== Data provided ==
(begin)
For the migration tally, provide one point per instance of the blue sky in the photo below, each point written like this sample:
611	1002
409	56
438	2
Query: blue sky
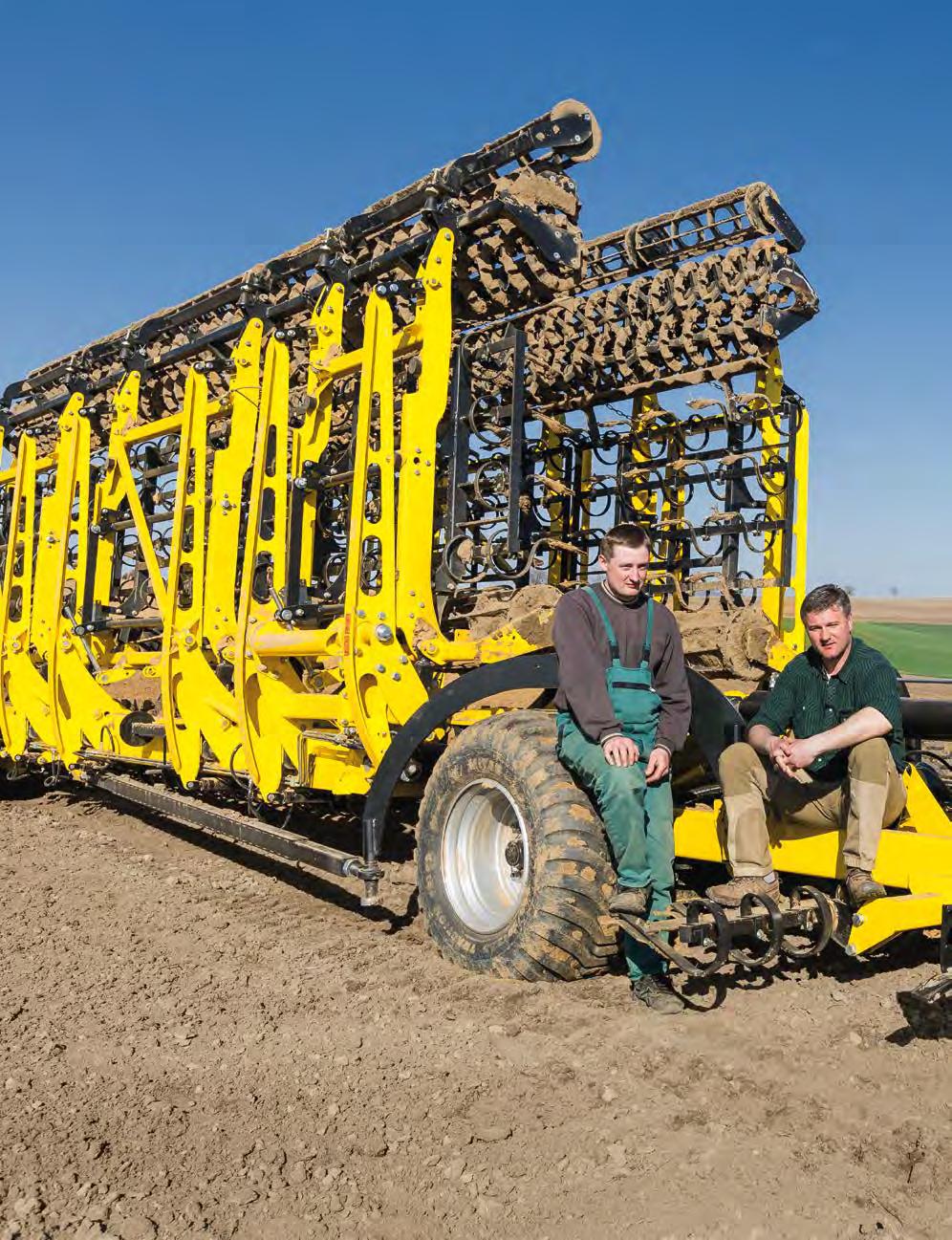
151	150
(end)
(begin)
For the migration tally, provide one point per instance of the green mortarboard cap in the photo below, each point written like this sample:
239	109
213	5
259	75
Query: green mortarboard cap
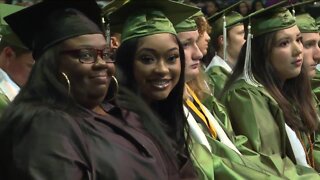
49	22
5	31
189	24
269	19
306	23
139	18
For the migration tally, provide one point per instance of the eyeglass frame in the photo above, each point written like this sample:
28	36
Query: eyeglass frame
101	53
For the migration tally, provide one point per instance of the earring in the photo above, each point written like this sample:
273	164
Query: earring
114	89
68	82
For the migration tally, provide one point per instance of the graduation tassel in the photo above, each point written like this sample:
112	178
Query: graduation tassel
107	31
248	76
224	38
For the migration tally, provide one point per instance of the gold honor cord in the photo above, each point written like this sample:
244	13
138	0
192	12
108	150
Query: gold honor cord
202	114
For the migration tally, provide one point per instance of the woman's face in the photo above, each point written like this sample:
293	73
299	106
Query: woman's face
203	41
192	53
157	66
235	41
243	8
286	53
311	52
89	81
(end)
== Do this ==
How many lines in the material above contain the string "face"? Case counts, and the reply should be the number alone.

== Task answer ==
2